■ What the task asks:
Copy the items beginning with the first one and ending with the line that contains "xmin=39 ymin=29 xmax=159 ymax=123", substituting "list" for each occurrence of "enumerate". Leave everything else unchanged.
-- Start --
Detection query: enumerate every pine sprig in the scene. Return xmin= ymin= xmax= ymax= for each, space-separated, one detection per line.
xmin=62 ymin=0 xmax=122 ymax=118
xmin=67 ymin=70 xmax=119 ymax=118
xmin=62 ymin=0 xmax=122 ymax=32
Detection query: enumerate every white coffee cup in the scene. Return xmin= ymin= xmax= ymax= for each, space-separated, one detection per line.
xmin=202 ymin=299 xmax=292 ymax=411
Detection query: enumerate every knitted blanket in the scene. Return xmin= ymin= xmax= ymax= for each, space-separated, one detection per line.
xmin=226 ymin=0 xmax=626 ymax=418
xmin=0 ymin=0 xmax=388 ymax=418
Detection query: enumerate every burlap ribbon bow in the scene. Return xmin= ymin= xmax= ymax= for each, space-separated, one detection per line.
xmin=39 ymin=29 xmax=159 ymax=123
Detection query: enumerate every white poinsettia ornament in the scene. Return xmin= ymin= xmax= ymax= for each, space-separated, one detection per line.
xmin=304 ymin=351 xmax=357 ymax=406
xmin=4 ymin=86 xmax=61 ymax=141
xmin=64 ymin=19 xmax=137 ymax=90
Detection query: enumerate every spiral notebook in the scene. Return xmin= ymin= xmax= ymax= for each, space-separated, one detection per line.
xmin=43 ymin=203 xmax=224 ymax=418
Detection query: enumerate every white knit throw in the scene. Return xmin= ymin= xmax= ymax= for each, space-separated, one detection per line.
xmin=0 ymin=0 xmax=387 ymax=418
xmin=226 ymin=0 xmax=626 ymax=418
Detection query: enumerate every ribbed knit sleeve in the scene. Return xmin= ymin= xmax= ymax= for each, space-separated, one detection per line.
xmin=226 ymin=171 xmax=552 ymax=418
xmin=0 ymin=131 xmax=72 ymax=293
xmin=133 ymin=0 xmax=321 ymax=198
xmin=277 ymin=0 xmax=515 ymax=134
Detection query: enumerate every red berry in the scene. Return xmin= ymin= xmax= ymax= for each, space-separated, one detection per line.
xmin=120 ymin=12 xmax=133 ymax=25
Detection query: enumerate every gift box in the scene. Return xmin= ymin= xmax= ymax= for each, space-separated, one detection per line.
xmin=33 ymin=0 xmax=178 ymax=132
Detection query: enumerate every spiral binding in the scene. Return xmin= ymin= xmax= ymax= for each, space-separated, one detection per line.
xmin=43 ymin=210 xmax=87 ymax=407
-- End --
■ Task result:
Detection query: list every pine sprig in the scene. Return xmin= ymin= xmax= ymax= for each, space-separated, one detection per line.
xmin=62 ymin=0 xmax=122 ymax=118
xmin=67 ymin=70 xmax=119 ymax=118
xmin=62 ymin=0 xmax=122 ymax=32
Detection query: list every white coffee cup in the scene. Return xmin= ymin= xmax= ymax= for each, space-separated, one detection per line.
xmin=202 ymin=299 xmax=292 ymax=411
Detection query: list every knitted blanket in the scene. Return xmin= ymin= xmax= ymax= for each, space-separated, one detection per line.
xmin=226 ymin=0 xmax=626 ymax=418
xmin=0 ymin=0 xmax=388 ymax=418
Detection query: list every burlap ribbon bow in the scene. Return xmin= ymin= xmax= ymax= for each, space-separated, one detection per line.
xmin=39 ymin=29 xmax=159 ymax=123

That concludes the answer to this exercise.